(GIVEN ENTRIES Opens)
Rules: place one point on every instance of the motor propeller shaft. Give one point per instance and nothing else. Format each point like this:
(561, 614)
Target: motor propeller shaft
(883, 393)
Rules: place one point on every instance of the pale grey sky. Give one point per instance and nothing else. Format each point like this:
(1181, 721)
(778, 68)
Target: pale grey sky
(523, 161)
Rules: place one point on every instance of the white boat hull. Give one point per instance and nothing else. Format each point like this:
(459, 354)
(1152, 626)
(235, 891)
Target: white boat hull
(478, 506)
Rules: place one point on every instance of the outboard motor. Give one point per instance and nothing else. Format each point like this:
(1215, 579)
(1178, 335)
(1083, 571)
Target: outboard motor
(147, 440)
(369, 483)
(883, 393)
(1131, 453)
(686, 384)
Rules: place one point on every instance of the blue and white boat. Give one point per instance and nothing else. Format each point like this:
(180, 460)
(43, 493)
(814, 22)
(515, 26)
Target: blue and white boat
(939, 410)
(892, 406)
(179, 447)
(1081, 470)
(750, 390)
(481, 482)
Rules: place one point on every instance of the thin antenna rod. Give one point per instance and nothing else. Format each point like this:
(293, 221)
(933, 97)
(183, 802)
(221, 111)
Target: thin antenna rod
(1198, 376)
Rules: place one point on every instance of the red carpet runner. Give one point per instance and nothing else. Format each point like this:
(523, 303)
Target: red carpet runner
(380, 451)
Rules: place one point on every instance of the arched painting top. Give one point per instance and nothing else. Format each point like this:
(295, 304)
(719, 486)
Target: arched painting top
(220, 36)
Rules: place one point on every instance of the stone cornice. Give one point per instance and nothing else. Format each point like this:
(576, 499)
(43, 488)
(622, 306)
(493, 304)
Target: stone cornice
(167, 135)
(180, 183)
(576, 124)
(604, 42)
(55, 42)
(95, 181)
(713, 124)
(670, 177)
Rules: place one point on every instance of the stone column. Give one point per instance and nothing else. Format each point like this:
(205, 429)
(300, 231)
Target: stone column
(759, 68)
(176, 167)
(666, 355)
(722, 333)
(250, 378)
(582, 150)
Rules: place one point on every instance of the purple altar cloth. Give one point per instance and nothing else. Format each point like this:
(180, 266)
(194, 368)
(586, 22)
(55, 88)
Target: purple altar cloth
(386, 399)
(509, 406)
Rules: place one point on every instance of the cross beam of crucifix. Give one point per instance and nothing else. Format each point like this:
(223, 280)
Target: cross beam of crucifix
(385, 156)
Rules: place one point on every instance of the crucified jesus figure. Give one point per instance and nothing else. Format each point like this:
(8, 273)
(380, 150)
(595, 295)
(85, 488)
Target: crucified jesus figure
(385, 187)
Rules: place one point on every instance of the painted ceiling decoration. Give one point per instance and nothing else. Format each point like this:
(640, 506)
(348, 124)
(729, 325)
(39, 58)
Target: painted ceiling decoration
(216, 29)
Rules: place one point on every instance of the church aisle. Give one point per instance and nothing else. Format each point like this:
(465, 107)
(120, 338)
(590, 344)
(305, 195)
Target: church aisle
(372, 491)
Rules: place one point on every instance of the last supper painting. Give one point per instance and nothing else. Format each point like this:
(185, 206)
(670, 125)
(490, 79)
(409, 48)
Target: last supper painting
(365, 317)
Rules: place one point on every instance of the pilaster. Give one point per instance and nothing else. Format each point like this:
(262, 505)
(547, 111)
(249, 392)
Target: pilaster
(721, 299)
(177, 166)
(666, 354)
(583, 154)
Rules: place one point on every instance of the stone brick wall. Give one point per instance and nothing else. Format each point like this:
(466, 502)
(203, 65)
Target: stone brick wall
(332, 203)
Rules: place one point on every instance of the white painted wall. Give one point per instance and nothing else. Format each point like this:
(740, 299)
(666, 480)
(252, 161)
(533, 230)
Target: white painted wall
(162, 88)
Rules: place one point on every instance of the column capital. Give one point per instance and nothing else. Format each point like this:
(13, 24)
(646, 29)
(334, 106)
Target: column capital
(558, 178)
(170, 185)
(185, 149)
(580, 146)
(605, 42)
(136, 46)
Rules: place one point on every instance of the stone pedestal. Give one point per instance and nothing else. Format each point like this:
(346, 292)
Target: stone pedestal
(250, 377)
(GIVEN ENTRIES Closes)
This exercise calls for the entries to be restated exactly.

Rules: place one point on every instance of the motor propeller shaft. Give one point per instance and nothing else. Format each point like this:
(561, 614)
Target: motor propeller shaft
(883, 393)
Rules: place one point on every instance of the pale grey sky. Give one point per instance and nothing else. Format each point like this:
(1181, 721)
(778, 68)
Target: pale grey sky
(523, 161)
Rules: place one point on every instance of the white boat hull. Give one point per instance and nothing else. Format each point like this:
(459, 354)
(1152, 626)
(235, 891)
Target: white boat hull
(478, 506)
Rules: place one point on every instance of the outboard motor. Give one point per instance and nothing else. Format each point like this:
(1215, 579)
(1178, 335)
(1083, 571)
Target: outboard motor
(147, 440)
(369, 483)
(883, 393)
(1131, 453)
(686, 384)
Rules: place one point on every instance of the blue and white boat. Give one point per instance and nothing else. Format each point like this:
(180, 460)
(43, 493)
(814, 22)
(515, 26)
Target: blue and white boat
(939, 410)
(892, 406)
(179, 447)
(1081, 470)
(750, 390)
(481, 482)
Rules: place one point on every instance of the thin antenna rod. Give one point per instance and nothing else. Format each point like this:
(293, 221)
(933, 97)
(183, 802)
(221, 111)
Target: thin antenna rod
(1198, 376)
Rules: place one point on every instance of the red carpet runner. Give one point per instance and nothing else. Format each point like this:
(523, 303)
Target: red carpet runner
(380, 451)
Rules: place one point on every instance of the arched painting top. Give one point per instance and nothing else. Format each point like this:
(295, 304)
(719, 486)
Target: arched painting top
(220, 36)
Rules: place one point on every instance of the stone cornice. Give one point per instance and nothing else. Format each point like this:
(576, 499)
(43, 488)
(622, 306)
(493, 304)
Target: stone cornice
(167, 135)
(180, 183)
(576, 124)
(604, 42)
(55, 42)
(95, 181)
(713, 124)
(670, 177)
Rules: place one point on every instance of the stone column. Give one point per instance and nothing else. Format each point like this:
(205, 429)
(300, 231)
Target: stone column
(759, 68)
(176, 167)
(666, 355)
(722, 333)
(250, 378)
(582, 150)
Rules: place one point on every instance of the purple altar cloth. Give one point per instance and nothing else. Format each point like this:
(180, 266)
(194, 368)
(586, 22)
(55, 88)
Target: purple altar cloth
(386, 399)
(509, 406)
Rules: place one point on every instance of the cross beam of crucifix. Give one point per instance and nothing else. Format each point like this:
(223, 280)
Target: cross beam of crucifix
(385, 156)
Rules: place one point on every instance of the crucified jesus figure. Give one point per instance and nothing else. Format each point like this:
(8, 273)
(380, 150)
(595, 295)
(85, 488)
Target: crucified jesus figure
(385, 187)
Rules: place one point on every instance of the painted ceiling decoration. Give one point per instance and nothing else. Format each point like this:
(640, 506)
(348, 124)
(729, 325)
(39, 58)
Target: painted ceiling decoration
(216, 29)
Rules: place one point on every instance of the church aisle. Give one point per instance and nothing else. Format each point like this:
(465, 107)
(120, 338)
(590, 344)
(305, 195)
Target: church aisle
(372, 491)
Rules: place one point on every instance of the last supper painting. Give one point per instance and nothing else. Format each point like this:
(185, 206)
(670, 125)
(490, 79)
(409, 48)
Target: last supper painting
(365, 317)
Rules: place one point on every instance of the pilaster. Give one point per instance and nothing else. Format each point like this:
(262, 505)
(547, 111)
(249, 392)
Target: pilaster
(721, 299)
(177, 166)
(666, 354)
(583, 154)
Rules: place one point on every instance of the stone brick wall. Give one point per instance and nothing else. Format each point like this:
(466, 502)
(203, 65)
Target: stone brick wall
(332, 203)
Rules: place one point on every instance of the white painted wall. Give one point per instance and nothing else. Format each point like this:
(740, 299)
(666, 480)
(252, 161)
(533, 230)
Target: white painted wall
(162, 88)
Rules: place one point on every instance of the column capital. Give one point per instance and nothing else. Format each point like this:
(13, 24)
(646, 29)
(334, 106)
Target: column capital
(558, 178)
(170, 185)
(185, 149)
(580, 146)
(605, 42)
(136, 46)
Rules: place one point on every instance of the stone pedestal. Give one point per instance and nothing else. Format each point like this:
(346, 292)
Target: stone pedestal
(250, 377)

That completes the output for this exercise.